## Point placement records
_ _ _ _

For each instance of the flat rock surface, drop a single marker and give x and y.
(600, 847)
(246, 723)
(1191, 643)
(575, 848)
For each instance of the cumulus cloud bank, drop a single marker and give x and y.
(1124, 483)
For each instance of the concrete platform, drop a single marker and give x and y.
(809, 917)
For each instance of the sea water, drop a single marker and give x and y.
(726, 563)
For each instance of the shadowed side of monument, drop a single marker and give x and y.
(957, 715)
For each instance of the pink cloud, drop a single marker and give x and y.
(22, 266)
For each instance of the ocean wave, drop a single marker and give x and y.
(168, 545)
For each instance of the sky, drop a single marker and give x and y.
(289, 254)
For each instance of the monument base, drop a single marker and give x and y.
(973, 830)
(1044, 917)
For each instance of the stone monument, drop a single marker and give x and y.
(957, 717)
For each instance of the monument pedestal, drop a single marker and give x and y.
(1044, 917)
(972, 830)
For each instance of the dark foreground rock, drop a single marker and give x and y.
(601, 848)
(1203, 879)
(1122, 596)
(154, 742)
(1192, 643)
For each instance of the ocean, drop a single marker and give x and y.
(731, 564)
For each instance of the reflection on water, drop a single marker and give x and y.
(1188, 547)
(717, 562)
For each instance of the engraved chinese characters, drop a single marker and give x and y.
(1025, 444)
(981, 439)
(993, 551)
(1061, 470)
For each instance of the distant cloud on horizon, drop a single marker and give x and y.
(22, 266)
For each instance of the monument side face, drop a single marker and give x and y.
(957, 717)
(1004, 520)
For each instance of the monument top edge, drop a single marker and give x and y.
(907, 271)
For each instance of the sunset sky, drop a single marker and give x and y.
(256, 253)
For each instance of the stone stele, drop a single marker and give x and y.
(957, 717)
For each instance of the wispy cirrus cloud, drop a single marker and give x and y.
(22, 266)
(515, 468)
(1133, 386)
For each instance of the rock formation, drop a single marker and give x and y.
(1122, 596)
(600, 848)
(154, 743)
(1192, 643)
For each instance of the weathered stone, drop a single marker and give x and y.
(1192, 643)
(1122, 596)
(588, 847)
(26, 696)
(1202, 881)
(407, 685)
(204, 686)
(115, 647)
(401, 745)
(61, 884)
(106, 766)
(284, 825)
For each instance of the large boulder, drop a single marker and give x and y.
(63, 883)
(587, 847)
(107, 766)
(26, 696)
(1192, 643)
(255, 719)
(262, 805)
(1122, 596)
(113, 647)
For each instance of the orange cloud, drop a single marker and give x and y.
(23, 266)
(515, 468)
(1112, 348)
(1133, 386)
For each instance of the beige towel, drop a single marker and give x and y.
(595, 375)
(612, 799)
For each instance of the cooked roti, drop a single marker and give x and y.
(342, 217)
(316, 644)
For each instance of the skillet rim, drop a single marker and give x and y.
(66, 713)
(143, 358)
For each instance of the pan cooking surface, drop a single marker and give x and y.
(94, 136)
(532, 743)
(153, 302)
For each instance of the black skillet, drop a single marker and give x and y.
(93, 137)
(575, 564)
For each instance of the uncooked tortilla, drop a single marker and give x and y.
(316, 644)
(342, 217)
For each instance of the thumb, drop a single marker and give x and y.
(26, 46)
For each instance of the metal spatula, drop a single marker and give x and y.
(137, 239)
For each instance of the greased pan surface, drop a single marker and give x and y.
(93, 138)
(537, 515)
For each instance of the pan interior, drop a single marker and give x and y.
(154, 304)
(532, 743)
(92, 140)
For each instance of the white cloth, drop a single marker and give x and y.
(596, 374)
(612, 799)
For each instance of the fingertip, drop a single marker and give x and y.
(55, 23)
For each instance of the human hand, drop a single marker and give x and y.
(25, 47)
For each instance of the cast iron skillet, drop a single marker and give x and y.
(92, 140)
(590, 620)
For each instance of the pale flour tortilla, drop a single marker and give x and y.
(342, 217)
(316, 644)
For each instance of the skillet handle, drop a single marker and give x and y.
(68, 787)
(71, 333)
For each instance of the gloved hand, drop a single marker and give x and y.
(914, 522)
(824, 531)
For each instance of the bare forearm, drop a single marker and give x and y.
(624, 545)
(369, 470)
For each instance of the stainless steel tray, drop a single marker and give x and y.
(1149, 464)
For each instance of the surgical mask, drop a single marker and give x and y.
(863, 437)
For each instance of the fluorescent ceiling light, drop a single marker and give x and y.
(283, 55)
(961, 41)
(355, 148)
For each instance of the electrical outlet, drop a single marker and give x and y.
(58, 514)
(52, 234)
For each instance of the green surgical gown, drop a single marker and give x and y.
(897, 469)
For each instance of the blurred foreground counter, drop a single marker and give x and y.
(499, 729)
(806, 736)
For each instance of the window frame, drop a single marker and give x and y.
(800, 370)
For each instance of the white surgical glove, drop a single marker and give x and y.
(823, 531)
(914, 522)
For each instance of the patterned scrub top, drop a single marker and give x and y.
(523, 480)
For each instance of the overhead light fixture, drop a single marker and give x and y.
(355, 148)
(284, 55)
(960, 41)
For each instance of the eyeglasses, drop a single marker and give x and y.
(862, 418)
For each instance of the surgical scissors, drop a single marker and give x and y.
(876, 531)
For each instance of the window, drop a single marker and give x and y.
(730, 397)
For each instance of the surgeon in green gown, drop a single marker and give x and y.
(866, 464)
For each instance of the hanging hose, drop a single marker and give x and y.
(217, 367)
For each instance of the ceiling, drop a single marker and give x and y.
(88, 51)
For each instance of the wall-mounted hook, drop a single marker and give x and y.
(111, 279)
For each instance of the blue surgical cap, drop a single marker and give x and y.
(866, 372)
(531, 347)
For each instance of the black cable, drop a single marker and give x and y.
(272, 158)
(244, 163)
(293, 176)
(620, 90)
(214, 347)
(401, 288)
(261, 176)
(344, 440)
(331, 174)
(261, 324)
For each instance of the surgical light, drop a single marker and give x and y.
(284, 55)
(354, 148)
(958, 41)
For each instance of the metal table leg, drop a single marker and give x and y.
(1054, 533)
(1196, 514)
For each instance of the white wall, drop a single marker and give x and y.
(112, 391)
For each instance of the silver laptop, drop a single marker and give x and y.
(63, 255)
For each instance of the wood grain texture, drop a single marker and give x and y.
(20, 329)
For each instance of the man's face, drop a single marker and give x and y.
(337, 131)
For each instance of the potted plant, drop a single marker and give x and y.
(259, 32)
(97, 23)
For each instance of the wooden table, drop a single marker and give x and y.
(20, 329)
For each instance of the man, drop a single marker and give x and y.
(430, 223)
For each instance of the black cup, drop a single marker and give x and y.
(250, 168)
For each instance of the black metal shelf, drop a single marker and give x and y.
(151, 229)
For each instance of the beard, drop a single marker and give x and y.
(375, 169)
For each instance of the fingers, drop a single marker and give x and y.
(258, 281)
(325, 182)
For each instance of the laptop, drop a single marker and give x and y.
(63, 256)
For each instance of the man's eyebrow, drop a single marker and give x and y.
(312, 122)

_ _ _ _

## INSTRUCTION
Output the records verbatim, from the first line to the last.

## CORRECT ANSWER
For each instance of the flat rock surface, drop a single marker and give x and y.
(600, 847)
(246, 723)
(1191, 643)
(575, 848)
For each instance of the cumulus cloud bank, drop a single marker and give x and y.
(1124, 483)
For each instance of the concrete platform, drop a single marker and give x and y.
(809, 917)
For each instance of the sea water, drop a single marker and give x and y.
(726, 563)
For each instance of the shadowed side of monument, drop a single marker and give x and y.
(957, 715)
For each instance of the pink cloud, drop a single marker and give x and y.
(22, 266)
For each instance of the ocean wave, drop a single marker and give x and y.
(168, 545)
For each instance of the sky, drop a single marker and give x and y.
(289, 254)
For each instance of the monument base, drop a single marker and give x and y.
(973, 830)
(1044, 917)
For each instance of the stone monument, drop a single marker and give x and y.
(957, 717)
For each instance of the monument pedestal, drop a single marker and give x and y.
(1044, 917)
(972, 830)
For each instance of the dark foreground rock, drop a single marker and give x and y.
(601, 848)
(1203, 879)
(1122, 596)
(154, 742)
(1192, 643)
For each instance of the ocean, drop a single marker and give x and y.
(731, 564)
For each instance of the reflection on water, drop a single marker and give x and y.
(1188, 547)
(717, 562)
For each instance of the engraved chinese characters, drop a single marker and give x and y.
(1025, 444)
(981, 439)
(993, 551)
(1061, 470)
For each instance of the distant cloud on horizon, drop a single marker and give x and y.
(22, 266)
For each instance of the monument side face, drop a single marker and give x and y.
(957, 717)
(1004, 520)
For each instance of the monument top edge, drop a single marker and give x and y.
(907, 271)
For each instance of the sunset sky, drop a single marker and give x and y.
(256, 253)
For each instance of the stone stele, drop a single marker and give x and y.
(957, 717)
For each instance of the wispy cirrus cloud, drop a single marker and give x and y.
(22, 266)
(515, 468)
(1133, 386)
For each instance of the rock formation, drop a single marker and give x and y.
(1122, 596)
(600, 848)
(154, 743)
(1192, 643)
For each instance of the weathered stone, drop a single marker and give x and y.
(1192, 643)
(1122, 596)
(588, 847)
(26, 696)
(1202, 881)
(407, 685)
(204, 686)
(115, 647)
(401, 745)
(61, 884)
(106, 766)
(284, 825)
For each instance of the large boulder, drop a single marker and give x and y.
(63, 883)
(587, 847)
(107, 766)
(26, 696)
(1192, 643)
(255, 719)
(262, 805)
(1122, 596)
(113, 647)
For each instance of the orange cloud, drop a single marker and give x and y.
(23, 266)
(515, 468)
(1112, 348)
(1133, 386)
For each instance of the beige towel, drop a single marker and give x and y.
(595, 375)
(612, 799)
For each instance of the cooked roti, drop a single marker and give x and y.
(342, 217)
(316, 644)
For each instance of the skillet rim, drop a single marker and give x and y.
(66, 713)
(143, 358)
For each instance of the pan cooking surface, drop a single marker and give x and y.
(94, 136)
(532, 743)
(153, 302)
For each instance of the black skillet, drop a single marker and give x and y.
(93, 137)
(575, 564)
For each instance of the uncooked tortilla, drop a single marker and give x and y.
(316, 644)
(342, 217)
For each instance of the thumb, drop a single marker and give x and y.
(26, 46)
For each instance of the metal spatula, drop a single marker and give x and y.
(137, 239)
For each instance of the greased pan surface, drop a single marker and give x and y.
(93, 138)
(537, 515)
For each instance of the pan interior, drop a single marker and give x and y.
(154, 304)
(532, 743)
(92, 140)
For each instance of the white cloth, drop a single marker and give x and y.
(596, 374)
(612, 799)
For each instance of the fingertip, drop a single marker and give x and y.
(55, 23)
For each instance of the human hand, drop a single marker and give x and y.
(25, 47)
For each instance of the cast iron skillet, drop a single marker and give x and y.
(92, 140)
(590, 620)
For each instance of the pale flour tortilla, drop a single marker and give x and y.
(342, 217)
(316, 644)
For each instance of the skillet handle, drop a single marker and give x and y.
(68, 787)
(71, 333)
For each instance of the gloved hand, drop a single marker and give x and y.
(914, 522)
(824, 531)
For each instance of the bare forearm, drop a single marker and give x and y.
(624, 545)
(369, 470)
For each instance of the stainless steel tray, drop a single marker and give x and y.
(1149, 464)
For each instance of the surgical mask, drop a single marker and give x and y.
(863, 437)
For each instance of the fluorescent ceiling light, drop a single marker and give x and y.
(283, 55)
(961, 41)
(355, 148)
For each instance of the electrical outlet, drop a single marker and give x and y.
(58, 514)
(52, 234)
For each instance of the green surgical gown, drop a single marker and give x and y.
(897, 469)
For each instance of the blurred foreground counter, drop a single marker and give x and y.
(499, 729)
(806, 736)
For each instance of the window frame, drop a single marker and give x and y.
(800, 370)
For each instance of the white surgical glove, drop a single marker and give x and y.
(823, 531)
(914, 522)
For each instance of the patterned scrub top, drop a single marker and give x and y.
(523, 480)
For each instance of the overhead light fixture, drop a single marker and give x and y.
(355, 148)
(284, 55)
(960, 41)
For each instance of the eyeglasses, drop a single marker and give x and y.
(862, 418)
For each instance of the surgical scissors, drop a single marker and give x and y.
(876, 531)
For each instance of the window, drop a single marker and give x and y.
(730, 397)
For each instance of the surgeon in green gown, drop a single marker and give x and y.
(866, 464)
For each instance of the hanging hose, drop a single marker and give x and y.
(217, 367)
For each instance of the ceiling, drop a single marker and give x and y.
(88, 51)
For each instance of the wall-mounted hook, drop a single marker and give x and y.
(111, 279)
For each instance of the blue surgical cap, drop a single marker and give x and y.
(866, 372)
(531, 347)
For each instance of the black cable, drop a single marker and give x and y.
(272, 158)
(244, 163)
(293, 176)
(620, 90)
(214, 347)
(401, 288)
(261, 176)
(344, 440)
(331, 174)
(261, 324)
For each instance of the surgical light, drop a single marker and give x and y.
(284, 55)
(354, 148)
(958, 41)
For each instance of the metal table leg, drop a single marker and give x and y.
(1054, 533)
(1196, 514)
For each instance of the white wall, drop a single marker and give x and y.
(112, 391)
For each instance of the silver laptop, drop a single marker and give x and y.
(63, 255)
For each instance of the wood grain texture, drop a single marker and give x and y.
(20, 329)
For each instance of the man's face, drop a single marker and give x and y.
(337, 131)
For each instance of the potted plant, drop a single marker and give x and y.
(259, 32)
(97, 23)
For each instance of the wooden table, drop a single marker and give x and y.
(20, 329)
For each instance of the man, drop a single marker and give x and y.
(430, 223)
For each instance of the black cup, drop a single marker and give x and y.
(250, 168)
For each instance of the black metal shelf, drop a single marker and give x and y.
(151, 229)
For each instance of the beard, drop a single marker and give x and y.
(375, 169)
For each instance of the fingers, drop a single marker and give x and y.
(258, 281)
(325, 182)
For each instance of the laptop, drop a single marker and give x and y.
(63, 256)
For each instance of the man's eyebrow, drop a single marker and give x and y.
(312, 122)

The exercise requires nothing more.